Challenge 1 ▸
Render every line of the rows below as a numbered list, omitting blank lines.

Source extract ▸
----------

Improved normal reconstruction from depth

In a 3D renderer, we might want to read the scene normal vectors at some point, for example post processes. We can write them out using MRT – multiple render target outputs from the object rendering shaders and write the surface normals to a texture. But that normal map texture usually contains normals that have normal map perturbation applied on them, which some algorithms don’t like. Algorithms that need to ray trace/ray march from the surface in multiple directions around the normal direction are not good fit with these normal mapped textures, because there is a disconnect between what is in the normal map and what is the real surface triangle normal. SSAO for example falls into this category. We want to sample rays in the normal-oriented hemisphere from the surface and check those rays against the depth buffer. The depth buffer however, contains flat triangle geometry, that doesn’t include the normal map sufrace perturbation. Because of this, rays can go below the surface that the ray is started from, and that will result in some unwanted darkening.

We could write out the flat surface normals with MRT, that would give us the perfect solution. But we probably don’t want to have yet an other render target to write in our object shader pass, to conserve memory bandwidth.

There are ways to reconstruct the flat surface normals from the depth buffer. The idea is that we want to find the normal of the triangle that the depth buffer pixel belongs to. We can find out the slope of the triangle by first computing the pixel world position from the depth buffer, than using ddx(), ddy() and cross() to determine the normal direction:

float depth = texture_depth.SampleLevel(sampler_point_clamp, uv, 0).r;
float3 P = reconstructPosition(uv, depth, InverseViewProjection);
float3 normal = normalize(cross(ddx(P), ddy(P)));

By the way, there are multiple ways to reconstruct world position from the depth buffer. One of those ways is by using the native depth buffer and the inverse view projection matrix that was used to render that depth:

float3 reconstructPosition(in float2 uv, in float z, in float4x4 InvVP)
  float x = uv.x * 2.0f - 1.0f;
  float y = (1.0 - uv.y) * 2.0f - 1.0f;
  float4 position_s = float4(x, y, z, 1.0f);
  float4 position_v = mul(InvVP, position_s);
  return / position_v.w;

This solution to compute normals is only usable in a pixel shader. In a compute shader you don’t have access to ddx() and ddy() functions. What you can do instead is to compute world positions of nearby pixels, and use them as triangle corners. If you have the triangle corners, you can use cross() to compute the triangle normal, which gives you the flat normal of the current pixel:

float2 uv0 = uv; // center
float2 uv1 = uv + float2(1, 0) / depth_dimensions; // right 
float2 uv2 = uv + float2(0, 1) / depth_dimensions; // top

float depth0 = texture_depth.SampleLevel(sampler_point_clamp, uv0, 0).r;
float depth1 = texture_depth.SampleLevel(sampler_point_clamp, uv1, 0).r;
float depth2 = texture_depth.SampleLevel(sampler_point_clamp, uv2, 0).r;

float3 P0 = reconstructPosition(uv0, depth0, InverseViewProjection);
float3 P1 = reconstructPosition(uv1, depth1, InverseViewProjection);
float3 P2 = reconstructPosition(uv2, depth2, InverseViewProjection);

float3 normal = normalize(cross(P2 - P0, P1 - P0));

At this point, you might call it a day and use your flat normals. However, you might also notice some edge cases – both of these techniques literally fail on object edges. Even though different object might be at nearby pixels, we are only naively using the depth buffer and make the assumption that nearby samples are forming actual triangles that exist in the scene.

----------

Information shown ▸
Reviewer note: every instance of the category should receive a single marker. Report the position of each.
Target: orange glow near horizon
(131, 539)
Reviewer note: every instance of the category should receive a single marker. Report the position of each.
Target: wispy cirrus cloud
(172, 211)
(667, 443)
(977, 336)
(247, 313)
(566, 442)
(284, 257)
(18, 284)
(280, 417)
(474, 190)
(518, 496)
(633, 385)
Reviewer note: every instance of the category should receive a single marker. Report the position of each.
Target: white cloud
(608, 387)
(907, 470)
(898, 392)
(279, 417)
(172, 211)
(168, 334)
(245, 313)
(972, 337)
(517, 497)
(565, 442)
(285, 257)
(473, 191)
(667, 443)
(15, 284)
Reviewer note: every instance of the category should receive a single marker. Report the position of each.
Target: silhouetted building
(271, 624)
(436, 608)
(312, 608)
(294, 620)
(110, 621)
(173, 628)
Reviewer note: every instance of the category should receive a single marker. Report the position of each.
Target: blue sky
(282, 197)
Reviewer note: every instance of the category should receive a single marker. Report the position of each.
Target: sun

----------

Challenge 2 ▸
Write the next part of the article on reconstructing normals from depth, starting after its final sentence.

Exercise response 1 ▸
1. Reviewer note: every instance of the category should receive a single marker. Report the position of each.
2. Target: orange glow near horizon
3. (131, 539)
4. Reviewer note: every instance of the category should receive a single marker. Report the position of each.
5. Target: wispy cirrus cloud
6. (172, 211)
7. (667, 443)
8. (977, 336)
9. (247, 313)
10. (566, 442)
11. (284, 257)
12. (18, 284)
13. (280, 417)
14. (474, 190)
15. (518, 496)
16. (633, 385)
17. Reviewer note: every instance of the category should receive a single marker. Report the position of each.
18. Target: white cloud
19. (608, 387)
20. (907, 470)
21. (898, 392)
22. (279, 417)
23. (172, 211)
24. (168, 334)
25. (245, 313)
26. (972, 337)
27. (517, 497)
28. (565, 442)
29. (285, 257)
30. (473, 191)
31. (667, 443)
32. (15, 284)
33. Reviewer note: every instance of the category should receive a single marker. Report the position of each.
34. Target: silhouetted building
35. (271, 624)
36. (436, 608)
37. (312, 608)
38. (294, 620)
39. (110, 621)
40. (173, 628)
41. Reviewer note: every instance of the category should receive a single marker. Report the position of each.
42. Target: blue sky
43. (282, 197)
44. Reviewer note: every instance of the category should receive a single marker. Report the position of each.
45. Target: sun

Exercise response 2 ▸
The image above is a screenshot of the reconstructed normal buffer of the Cornell Box scene. Most notably, the edges of the boxes and the silhouette of the bunny became outlined, but that shouldn’t be the case. If we zoom in we see better:

If you use these flat normals, you can get strong artifacts with SSAO on the object edges:

Notice the left edge of the boxes and the bunny. Those normals caused havoc on those parts. Interestingly, the right edges for example don’t show the artifact. But that depends on which nearby samples you select and reconstruct the triangle corners from, you could select triangles that would fail on right edges and not fail on left edges. In more complicated scenes however, with more color variety and not so huge edges, these artifacts could remain hidden.

So what’s the solution? We should select the triangle that will be most correct for our center sample. The most correct triangle is the one whose corners are most probably on the same object as the center sample. We can approximate that by for example comparing depths of nearby samples to the center sample and picking the ones that are closest, and forming a triangle from those.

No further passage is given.